EXTRACT
....................

In 2007 the House of Lords made a call for evidence, as part of their investigation into privacy  entitled “The Impact of Surveillance and Data Collection upon the Privacy of Citizens and their Relationship with the State several different bodies and individuals provided their expertise. One of these was the Royal Academy of Engineering.

The Royal Academy of Engineering conclusions, submitted in June 2007, where similar, though more muted, to those of others who submitted evidence (e.g GeneWatch)

The report made several statements that the balance of privacy and surveillance of the state is swinging in favor of the state. They found that CCTV can not be avoided, that “optional systems” like Oyster cards, which track peoples movements around London, were not optional, and that there was no clear line between beneficial surveillance and constitutionally improper surveillance.

Highlights from the report include:

  • The rise of camera surveillance probably has the greatest impact as individuals in public spaces cannot refuse consent for the recording of their image…..The increase in such surveillance means that the ‘big brother’ State becomes more than just a cliché. Authorities are watching citizens for increasing proportions of their daily lives and citizens have no power to reject such surveillance.

....................

ACTIVITIES
1. In the passage on surveillance, change "Royal Academy of Engineering" to "Royal Society" and write out the part starting at "In 2007 the" and ending at "evidence (e.g GeneWatch)".
2. Carry on the passage on surveillance, picking up right after its last sentence.
These records have nothing to do with the passage on surveillance.

Saved data entries:
....................

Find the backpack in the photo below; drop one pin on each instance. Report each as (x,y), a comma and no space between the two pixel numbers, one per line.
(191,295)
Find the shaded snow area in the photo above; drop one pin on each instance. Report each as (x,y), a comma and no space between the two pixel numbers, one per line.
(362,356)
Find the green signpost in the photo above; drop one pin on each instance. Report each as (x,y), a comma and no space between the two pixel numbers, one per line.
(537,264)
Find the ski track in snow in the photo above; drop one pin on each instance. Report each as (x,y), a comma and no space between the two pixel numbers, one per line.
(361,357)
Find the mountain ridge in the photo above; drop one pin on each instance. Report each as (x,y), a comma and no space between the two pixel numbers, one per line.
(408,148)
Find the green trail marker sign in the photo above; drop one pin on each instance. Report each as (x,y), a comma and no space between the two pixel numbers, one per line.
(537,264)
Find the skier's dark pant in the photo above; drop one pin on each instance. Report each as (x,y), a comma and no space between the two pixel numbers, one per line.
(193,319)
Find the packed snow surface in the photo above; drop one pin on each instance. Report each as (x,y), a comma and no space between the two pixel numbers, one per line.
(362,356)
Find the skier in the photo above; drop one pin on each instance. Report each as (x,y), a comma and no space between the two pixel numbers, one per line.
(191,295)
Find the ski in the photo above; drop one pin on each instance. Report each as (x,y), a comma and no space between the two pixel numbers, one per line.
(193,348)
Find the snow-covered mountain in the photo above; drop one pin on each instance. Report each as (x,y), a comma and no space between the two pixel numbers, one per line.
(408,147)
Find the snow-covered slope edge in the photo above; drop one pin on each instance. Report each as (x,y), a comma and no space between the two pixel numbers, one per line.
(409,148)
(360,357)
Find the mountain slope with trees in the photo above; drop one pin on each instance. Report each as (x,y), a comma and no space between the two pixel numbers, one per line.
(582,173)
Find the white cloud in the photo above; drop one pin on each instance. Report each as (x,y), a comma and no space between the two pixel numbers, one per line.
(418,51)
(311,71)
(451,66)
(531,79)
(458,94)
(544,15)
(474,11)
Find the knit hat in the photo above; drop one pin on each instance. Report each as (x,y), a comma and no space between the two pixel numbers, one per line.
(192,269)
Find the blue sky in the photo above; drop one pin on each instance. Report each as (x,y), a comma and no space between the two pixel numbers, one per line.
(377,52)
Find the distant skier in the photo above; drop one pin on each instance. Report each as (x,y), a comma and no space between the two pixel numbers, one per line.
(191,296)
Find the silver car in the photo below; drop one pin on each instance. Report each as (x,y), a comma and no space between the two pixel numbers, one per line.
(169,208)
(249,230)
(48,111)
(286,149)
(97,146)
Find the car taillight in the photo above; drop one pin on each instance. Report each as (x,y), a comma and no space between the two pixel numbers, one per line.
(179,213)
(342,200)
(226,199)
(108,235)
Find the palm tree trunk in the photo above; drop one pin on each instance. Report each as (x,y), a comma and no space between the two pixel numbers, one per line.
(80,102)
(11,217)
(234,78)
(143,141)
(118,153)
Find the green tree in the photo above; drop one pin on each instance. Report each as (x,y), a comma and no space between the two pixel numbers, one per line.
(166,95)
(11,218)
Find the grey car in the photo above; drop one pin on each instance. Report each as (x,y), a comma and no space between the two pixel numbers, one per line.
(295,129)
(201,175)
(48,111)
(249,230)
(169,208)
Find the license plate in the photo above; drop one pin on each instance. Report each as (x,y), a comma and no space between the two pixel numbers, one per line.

....................

WRITTEN ANSWERS
1.
In 2007 the House of Lords made a call for evidence, as part of their investigation into privacy  entitled “The Impact of Surveillance and Data Collection upon the Privacy of Citizens and their Relationship with the State several different bodies and individuals provided their expertise. One of these was the Royal Society.

The Royal Society conclusions, submitted in June 2007, where similar, though more muted, to those of others who submitted evidence (e.g GeneWatch)

2.
  • In the private sector, schemes like the Oyster travel card …..involve collection of data about individuals… people would miss out significantly on benefits and convenience if they refuse them or use them anonymously. These technologies …effectively collect data about peoples’ journeys …by stealth.
  • The existence and use of the National DNA Databases (NDNAD) raises significant questions regarding the rights of those on it. DNA profiles can be used to identify family relationships or to predict susceptibility to disease. ..An individual should have the right to withhold their DNA if there is no specific need for it in the investigation/prevention of crime.

This report, like the others submitted to the House of Lords Select Committee, showed that  UK government is on a direct path to have all the apparatus in place for a police state – even if that was not what they intend.